◆ TASKS ◆
[a] In the passage comparing color negative and transparency film, what is the largest print size the writer has routinely made?
[b] Collect every line of the entries that contains the word "frame".

◆ TEXT EXTRACT ◆
**********

I don't disagree with you about the drum scan being good.

 

I'm trying to explain that a drum scan of a color negative and a color transparency should both be very good in quality, but under optimum conditions, the color negative should (SHOULD) enlarge to a bigger image with less grain and better sharpness. Overall, the negative should give better tone scale and color reproduction.

 

This is inherent in the films and their respective processes.

 

Very often, negative scans are inferior to transparency scans, according to the chat here on PN, and in my own experience. I suppose it is due to the fact that scanner hardware and software is has been optimized for transparencies, and thatis because they are easier to optimize for as the image is right there for comparison purposes for the hardware and software engineers.

 

I shoot both 35mm negative and transparency materials. My prints are far better from negatives, all things being equal. That holds up to the largest size I have routinely made, 20x24.

 

I also shoot 6x7, 645, and 4x5 in both positive and negative. The grain in large prints goes down, as you would expect, as size of the original goes up. Grain goes up, and sharpness goes down as film speed increases. This is true of positive and negative.

 

Throughout this though, negative holds a commanding lead in all of the tests that I have run starting in the 50s and up through the present regardless of methodology, as long as the tests are 'fair' and equivalent.

 

Even when you mix digital with film, negative is preferred. ILM (Lucas films) uses ECN original mixed with digital to do special effects. AFAIK, they don't use positive films anywhere in the chain, and the same is true of all other major film producers at Hollywood. I have seen stills from various films presented by ILM reps to EK engineers along with their criticisms about the films and requests for improvements.

**********

◆ INPUT RECORDS ◆
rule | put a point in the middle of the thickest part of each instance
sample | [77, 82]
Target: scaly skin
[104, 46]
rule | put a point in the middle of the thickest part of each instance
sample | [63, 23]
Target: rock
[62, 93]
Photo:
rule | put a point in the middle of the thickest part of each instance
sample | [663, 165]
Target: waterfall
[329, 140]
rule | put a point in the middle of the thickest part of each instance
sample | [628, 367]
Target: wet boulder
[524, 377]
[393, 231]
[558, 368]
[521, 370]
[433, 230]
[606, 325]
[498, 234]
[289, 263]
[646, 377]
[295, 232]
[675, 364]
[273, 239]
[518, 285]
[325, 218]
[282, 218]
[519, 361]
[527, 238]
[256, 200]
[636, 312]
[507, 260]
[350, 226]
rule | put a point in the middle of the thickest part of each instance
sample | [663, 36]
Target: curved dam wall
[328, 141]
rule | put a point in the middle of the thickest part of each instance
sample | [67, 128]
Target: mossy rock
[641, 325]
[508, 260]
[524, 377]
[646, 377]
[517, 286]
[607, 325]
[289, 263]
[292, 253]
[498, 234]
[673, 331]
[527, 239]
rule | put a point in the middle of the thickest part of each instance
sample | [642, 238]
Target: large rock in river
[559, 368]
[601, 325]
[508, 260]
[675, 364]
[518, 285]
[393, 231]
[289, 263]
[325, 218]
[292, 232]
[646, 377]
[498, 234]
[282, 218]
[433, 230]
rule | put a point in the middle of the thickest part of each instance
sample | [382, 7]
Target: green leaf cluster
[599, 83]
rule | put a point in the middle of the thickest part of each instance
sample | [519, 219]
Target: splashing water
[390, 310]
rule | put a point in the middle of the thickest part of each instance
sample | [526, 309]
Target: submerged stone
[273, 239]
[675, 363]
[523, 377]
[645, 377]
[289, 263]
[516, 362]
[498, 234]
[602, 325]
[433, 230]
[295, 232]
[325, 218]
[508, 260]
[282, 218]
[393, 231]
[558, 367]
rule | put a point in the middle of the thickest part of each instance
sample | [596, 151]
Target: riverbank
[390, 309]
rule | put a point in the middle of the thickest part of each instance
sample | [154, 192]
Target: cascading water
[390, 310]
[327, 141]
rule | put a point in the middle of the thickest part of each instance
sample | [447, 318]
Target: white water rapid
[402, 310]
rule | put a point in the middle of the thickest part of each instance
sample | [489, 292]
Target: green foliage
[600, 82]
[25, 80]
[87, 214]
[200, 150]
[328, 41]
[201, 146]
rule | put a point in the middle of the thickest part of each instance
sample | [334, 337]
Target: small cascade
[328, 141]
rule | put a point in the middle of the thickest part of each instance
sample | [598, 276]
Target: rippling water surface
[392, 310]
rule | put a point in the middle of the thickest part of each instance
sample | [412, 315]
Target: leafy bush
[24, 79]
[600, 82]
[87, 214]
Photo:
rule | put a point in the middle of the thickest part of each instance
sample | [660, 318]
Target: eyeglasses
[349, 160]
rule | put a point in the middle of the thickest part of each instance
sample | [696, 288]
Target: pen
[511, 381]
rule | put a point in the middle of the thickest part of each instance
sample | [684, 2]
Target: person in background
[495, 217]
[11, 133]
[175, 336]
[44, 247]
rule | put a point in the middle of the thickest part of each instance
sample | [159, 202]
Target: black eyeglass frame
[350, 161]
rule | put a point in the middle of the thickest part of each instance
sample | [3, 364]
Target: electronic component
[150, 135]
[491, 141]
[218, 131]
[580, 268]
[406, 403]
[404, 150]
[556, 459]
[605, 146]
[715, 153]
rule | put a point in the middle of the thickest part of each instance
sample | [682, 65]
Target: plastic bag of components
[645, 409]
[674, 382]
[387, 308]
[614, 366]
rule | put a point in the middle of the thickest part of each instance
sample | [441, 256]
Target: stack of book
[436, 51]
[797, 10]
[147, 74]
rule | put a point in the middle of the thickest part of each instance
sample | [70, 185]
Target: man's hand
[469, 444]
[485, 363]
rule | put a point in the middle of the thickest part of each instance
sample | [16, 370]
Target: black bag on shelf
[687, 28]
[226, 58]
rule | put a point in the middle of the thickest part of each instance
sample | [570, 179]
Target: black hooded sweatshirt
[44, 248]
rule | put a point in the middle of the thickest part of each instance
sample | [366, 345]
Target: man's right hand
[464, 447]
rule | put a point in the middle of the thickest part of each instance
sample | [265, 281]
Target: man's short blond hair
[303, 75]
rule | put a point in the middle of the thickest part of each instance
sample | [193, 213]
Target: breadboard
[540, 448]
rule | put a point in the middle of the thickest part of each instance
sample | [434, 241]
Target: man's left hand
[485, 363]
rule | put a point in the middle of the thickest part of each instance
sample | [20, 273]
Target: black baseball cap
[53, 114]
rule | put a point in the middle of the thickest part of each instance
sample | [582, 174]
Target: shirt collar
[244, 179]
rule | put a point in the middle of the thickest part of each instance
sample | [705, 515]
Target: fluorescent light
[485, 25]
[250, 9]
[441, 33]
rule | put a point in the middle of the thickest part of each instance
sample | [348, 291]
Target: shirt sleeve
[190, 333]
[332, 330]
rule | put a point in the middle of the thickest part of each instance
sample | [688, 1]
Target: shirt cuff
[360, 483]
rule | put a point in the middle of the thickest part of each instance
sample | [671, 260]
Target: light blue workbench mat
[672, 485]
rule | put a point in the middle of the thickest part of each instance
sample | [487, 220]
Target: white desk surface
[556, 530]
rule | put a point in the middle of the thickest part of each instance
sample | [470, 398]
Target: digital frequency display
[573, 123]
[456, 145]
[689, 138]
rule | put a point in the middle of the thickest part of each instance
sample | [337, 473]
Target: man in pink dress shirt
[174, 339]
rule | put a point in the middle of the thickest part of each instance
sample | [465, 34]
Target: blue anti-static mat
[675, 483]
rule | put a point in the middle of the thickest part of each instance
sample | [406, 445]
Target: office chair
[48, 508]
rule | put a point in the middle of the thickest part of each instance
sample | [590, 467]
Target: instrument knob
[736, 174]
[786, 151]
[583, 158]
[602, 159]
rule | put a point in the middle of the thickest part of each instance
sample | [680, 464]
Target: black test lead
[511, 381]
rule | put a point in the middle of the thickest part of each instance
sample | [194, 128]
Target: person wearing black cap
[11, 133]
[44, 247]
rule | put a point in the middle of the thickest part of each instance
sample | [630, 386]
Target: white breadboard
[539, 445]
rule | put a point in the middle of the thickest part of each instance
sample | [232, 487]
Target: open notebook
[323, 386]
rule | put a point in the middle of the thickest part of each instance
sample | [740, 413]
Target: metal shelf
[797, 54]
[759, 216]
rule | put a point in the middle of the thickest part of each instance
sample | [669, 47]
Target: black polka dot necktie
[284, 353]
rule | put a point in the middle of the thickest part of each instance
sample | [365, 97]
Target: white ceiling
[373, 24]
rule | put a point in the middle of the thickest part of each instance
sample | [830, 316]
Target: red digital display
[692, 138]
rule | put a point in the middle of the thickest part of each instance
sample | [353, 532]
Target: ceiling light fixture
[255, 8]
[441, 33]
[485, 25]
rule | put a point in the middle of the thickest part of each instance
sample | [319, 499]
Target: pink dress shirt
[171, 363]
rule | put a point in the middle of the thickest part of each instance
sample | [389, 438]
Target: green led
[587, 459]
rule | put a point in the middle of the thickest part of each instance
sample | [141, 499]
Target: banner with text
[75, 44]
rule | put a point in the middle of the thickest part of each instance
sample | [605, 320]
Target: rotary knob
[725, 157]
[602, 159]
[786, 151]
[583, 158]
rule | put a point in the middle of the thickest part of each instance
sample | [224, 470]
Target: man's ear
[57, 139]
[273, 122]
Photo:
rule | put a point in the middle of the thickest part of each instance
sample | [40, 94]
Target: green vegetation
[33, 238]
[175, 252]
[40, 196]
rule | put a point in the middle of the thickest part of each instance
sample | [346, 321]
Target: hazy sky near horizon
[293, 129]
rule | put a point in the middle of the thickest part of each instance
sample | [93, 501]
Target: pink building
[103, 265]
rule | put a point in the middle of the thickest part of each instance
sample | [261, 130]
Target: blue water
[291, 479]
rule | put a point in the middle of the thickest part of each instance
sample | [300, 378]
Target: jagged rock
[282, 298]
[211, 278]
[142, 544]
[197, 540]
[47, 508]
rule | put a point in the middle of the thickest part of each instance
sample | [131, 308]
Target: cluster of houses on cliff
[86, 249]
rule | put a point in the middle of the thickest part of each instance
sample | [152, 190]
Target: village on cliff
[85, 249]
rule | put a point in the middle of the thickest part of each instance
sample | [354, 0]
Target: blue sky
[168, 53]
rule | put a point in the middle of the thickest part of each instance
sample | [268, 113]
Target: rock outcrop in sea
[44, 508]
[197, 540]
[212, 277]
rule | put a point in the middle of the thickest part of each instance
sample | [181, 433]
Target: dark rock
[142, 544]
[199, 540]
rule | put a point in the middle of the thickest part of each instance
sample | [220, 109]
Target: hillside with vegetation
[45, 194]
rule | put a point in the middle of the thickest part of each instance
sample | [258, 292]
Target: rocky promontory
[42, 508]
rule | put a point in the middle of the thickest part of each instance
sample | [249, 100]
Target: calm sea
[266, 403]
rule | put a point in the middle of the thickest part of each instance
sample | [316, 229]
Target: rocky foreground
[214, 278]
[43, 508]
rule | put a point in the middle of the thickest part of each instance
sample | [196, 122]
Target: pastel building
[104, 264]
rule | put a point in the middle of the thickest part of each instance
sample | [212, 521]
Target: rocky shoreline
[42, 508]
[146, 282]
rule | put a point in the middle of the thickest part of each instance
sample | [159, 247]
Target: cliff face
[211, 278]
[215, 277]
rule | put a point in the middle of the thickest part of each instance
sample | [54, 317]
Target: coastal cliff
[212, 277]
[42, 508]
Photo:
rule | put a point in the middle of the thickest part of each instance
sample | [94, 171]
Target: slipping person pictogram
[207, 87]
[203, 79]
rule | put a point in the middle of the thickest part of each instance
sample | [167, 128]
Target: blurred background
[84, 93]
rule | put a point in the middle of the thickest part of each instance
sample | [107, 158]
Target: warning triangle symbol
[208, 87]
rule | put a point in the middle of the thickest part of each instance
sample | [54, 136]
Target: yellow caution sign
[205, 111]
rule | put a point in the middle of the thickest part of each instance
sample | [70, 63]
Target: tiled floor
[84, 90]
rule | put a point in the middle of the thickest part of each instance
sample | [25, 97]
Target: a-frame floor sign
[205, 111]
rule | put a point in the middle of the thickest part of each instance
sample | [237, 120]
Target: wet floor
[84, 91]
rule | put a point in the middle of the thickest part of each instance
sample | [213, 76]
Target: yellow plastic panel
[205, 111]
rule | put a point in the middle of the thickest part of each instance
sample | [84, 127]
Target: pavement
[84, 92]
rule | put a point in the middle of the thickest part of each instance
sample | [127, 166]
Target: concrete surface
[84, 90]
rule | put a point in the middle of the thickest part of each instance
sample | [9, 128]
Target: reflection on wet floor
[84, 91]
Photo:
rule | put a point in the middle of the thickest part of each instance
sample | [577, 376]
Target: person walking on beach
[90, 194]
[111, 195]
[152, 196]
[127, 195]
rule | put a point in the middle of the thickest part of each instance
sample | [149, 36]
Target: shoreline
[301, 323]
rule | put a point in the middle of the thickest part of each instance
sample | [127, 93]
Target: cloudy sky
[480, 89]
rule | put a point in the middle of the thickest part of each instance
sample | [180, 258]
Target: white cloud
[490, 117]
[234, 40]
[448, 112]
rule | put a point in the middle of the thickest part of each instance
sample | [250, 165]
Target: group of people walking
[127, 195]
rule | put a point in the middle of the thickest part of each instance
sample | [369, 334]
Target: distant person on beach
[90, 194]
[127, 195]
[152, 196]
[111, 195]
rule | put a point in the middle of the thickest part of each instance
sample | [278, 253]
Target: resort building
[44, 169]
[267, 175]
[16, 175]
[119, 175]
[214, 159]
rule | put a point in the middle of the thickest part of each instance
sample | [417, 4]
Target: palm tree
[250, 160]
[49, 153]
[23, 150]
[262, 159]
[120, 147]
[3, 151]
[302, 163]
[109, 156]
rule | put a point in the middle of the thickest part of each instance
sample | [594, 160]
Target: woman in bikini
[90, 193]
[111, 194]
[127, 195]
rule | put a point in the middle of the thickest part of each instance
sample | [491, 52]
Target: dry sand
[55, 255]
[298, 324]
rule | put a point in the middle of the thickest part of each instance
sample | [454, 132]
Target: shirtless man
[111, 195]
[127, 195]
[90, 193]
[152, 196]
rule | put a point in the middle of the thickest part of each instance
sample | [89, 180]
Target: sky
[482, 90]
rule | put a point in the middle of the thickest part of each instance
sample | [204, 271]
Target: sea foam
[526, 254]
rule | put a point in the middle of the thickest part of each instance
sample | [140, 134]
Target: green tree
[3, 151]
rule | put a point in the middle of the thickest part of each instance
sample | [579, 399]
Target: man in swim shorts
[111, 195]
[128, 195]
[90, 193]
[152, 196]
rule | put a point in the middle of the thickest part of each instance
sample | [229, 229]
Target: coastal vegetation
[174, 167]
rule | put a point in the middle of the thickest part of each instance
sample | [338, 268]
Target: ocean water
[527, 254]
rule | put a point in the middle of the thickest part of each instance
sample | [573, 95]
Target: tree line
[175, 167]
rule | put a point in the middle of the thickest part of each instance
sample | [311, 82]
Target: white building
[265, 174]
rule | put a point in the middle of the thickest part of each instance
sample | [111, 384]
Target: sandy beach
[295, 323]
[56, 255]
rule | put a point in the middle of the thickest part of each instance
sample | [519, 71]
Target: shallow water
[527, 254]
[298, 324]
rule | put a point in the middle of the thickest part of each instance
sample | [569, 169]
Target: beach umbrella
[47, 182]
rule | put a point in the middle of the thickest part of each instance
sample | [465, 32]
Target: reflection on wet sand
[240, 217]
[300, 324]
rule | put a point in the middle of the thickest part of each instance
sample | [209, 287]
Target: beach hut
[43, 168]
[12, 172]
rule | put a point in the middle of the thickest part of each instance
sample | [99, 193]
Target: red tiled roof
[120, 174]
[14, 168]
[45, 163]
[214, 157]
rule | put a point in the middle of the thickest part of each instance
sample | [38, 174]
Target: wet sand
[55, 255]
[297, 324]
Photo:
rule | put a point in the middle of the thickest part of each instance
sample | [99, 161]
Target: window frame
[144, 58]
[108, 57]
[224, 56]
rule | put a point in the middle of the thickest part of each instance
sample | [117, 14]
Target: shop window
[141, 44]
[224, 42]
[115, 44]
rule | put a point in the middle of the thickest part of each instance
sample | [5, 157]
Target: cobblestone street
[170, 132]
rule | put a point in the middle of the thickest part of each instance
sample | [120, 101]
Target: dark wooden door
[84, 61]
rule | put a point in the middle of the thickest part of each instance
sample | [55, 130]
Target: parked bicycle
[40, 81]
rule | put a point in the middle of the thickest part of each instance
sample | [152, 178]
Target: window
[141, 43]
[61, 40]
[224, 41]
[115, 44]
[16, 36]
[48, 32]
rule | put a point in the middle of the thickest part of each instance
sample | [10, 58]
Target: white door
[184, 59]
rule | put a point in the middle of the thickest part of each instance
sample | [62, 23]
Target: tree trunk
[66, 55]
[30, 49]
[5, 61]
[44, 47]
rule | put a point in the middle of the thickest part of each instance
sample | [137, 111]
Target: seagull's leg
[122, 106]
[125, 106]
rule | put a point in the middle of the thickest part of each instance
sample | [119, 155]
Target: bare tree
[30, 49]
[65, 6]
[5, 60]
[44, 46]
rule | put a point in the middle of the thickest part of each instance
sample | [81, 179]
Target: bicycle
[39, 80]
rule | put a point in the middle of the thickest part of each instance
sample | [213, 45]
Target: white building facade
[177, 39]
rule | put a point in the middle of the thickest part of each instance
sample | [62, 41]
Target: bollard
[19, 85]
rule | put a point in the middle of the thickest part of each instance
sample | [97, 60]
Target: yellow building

**********

◆ ANSWERS TO THE EXERCISE ◆
[a] 20x24.

[b]
Target: black eyeglass frame
Target: a-frame floor sign
Target: window frame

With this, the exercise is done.